> Directions: Up to and including the line that contains "Give the mask of every instance of the lamp", repeat each line of the data exactly, starting from the first.

> Study material:
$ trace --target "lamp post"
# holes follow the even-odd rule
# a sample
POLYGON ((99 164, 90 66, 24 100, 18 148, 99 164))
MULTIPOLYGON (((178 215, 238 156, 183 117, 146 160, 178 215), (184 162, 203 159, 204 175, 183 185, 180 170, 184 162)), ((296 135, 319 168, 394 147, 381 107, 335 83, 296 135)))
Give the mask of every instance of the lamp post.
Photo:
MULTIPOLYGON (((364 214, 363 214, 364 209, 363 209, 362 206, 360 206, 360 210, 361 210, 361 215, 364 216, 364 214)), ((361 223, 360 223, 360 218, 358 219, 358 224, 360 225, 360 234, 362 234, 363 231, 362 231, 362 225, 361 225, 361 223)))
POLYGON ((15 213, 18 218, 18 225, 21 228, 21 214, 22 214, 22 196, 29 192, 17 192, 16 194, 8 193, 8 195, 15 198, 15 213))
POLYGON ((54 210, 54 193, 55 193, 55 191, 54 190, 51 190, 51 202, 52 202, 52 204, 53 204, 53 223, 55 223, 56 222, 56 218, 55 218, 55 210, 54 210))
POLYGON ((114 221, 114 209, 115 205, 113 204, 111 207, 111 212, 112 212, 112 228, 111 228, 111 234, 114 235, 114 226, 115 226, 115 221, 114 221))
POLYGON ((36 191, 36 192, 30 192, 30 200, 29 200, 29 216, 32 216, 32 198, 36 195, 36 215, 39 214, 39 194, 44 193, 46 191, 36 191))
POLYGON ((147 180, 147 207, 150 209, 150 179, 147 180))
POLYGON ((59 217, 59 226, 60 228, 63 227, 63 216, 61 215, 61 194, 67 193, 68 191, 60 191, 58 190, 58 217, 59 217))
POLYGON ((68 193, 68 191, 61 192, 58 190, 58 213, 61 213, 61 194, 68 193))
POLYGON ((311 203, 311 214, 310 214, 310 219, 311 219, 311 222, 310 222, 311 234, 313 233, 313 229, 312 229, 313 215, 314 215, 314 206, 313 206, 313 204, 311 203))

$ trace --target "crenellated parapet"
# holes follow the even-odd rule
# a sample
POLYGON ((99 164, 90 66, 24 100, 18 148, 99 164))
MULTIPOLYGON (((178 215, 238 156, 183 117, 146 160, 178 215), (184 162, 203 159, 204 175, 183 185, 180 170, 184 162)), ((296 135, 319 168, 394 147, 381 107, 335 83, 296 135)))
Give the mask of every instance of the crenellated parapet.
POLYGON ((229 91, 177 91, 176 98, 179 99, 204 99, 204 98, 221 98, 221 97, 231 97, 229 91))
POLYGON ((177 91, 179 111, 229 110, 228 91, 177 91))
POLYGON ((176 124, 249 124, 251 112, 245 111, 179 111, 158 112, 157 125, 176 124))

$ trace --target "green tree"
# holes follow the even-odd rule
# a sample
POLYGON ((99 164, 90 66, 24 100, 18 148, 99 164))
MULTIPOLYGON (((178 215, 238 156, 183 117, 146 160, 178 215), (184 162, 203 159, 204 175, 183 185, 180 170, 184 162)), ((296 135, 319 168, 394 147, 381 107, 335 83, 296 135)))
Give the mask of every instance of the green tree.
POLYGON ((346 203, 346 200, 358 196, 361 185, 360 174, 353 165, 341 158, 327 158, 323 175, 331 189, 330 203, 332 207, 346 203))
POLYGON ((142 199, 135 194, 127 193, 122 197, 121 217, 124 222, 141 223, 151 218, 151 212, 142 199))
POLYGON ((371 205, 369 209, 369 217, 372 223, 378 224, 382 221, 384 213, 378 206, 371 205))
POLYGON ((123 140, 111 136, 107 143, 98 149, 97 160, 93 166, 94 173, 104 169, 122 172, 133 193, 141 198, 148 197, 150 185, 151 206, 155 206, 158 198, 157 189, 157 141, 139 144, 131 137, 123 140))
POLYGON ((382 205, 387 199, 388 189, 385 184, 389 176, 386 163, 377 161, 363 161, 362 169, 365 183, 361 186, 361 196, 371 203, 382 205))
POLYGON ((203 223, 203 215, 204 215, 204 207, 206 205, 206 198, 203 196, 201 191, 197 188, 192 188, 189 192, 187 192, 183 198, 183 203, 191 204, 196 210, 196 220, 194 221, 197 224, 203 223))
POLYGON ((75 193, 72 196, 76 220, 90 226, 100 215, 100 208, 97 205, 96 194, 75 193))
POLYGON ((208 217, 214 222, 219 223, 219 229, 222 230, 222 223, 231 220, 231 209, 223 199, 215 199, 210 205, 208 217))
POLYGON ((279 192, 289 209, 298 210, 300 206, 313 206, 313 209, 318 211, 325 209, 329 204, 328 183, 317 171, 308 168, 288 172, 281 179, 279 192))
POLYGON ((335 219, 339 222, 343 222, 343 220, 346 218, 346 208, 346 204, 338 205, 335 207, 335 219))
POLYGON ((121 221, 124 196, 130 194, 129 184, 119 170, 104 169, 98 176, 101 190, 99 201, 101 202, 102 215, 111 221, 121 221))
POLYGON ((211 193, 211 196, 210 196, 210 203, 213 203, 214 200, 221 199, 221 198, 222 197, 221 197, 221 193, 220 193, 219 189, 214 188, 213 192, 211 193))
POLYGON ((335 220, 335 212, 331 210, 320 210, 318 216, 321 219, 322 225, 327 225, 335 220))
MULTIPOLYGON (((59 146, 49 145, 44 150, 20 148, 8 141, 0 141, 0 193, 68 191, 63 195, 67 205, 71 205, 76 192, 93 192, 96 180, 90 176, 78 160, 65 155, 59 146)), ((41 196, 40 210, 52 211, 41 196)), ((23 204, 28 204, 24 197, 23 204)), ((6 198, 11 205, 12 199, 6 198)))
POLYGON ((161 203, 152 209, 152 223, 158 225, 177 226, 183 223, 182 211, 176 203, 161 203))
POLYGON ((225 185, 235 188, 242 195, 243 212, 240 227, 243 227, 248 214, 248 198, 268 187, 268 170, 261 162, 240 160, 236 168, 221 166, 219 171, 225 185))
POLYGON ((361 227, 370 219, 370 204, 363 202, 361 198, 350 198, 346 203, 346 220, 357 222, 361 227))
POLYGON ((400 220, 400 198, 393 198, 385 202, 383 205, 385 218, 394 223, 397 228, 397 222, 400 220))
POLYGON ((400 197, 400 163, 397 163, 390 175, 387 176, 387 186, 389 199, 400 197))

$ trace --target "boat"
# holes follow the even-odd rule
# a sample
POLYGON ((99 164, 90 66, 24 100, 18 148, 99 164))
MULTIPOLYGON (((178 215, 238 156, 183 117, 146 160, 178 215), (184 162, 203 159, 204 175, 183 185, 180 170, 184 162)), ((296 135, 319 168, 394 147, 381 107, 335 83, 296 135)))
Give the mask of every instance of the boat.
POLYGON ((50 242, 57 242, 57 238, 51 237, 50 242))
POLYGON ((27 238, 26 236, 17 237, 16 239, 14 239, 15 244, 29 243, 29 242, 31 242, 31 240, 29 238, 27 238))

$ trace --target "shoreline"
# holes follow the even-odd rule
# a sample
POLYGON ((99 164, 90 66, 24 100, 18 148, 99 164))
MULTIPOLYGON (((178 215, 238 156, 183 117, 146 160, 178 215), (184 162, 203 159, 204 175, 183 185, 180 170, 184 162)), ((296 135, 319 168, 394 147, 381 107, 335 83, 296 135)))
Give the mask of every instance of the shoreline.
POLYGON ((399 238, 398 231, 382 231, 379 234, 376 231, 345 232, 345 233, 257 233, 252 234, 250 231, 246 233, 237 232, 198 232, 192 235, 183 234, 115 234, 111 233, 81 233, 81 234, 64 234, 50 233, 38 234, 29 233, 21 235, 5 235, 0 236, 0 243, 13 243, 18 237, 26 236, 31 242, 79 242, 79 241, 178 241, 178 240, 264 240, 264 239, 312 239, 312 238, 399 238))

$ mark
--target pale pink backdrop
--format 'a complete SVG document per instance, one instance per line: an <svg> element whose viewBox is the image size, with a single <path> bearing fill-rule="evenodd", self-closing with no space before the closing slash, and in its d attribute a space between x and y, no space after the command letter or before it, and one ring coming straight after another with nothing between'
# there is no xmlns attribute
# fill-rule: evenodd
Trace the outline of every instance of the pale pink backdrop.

> Result:
$ trace --target "lamp post"
# holes follow the even-odd rule
# a sample
POLYGON ((99 164, 90 66, 24 100, 18 148, 99 164))
MULTIPOLYGON (((178 215, 238 156, 183 117, 146 160, 178 215), (184 162, 203 159, 204 175, 183 185, 180 170, 184 162)), ((296 135, 319 168, 394 147, 381 107, 335 83, 296 135)))
Give the mask of every instance of the lamp post.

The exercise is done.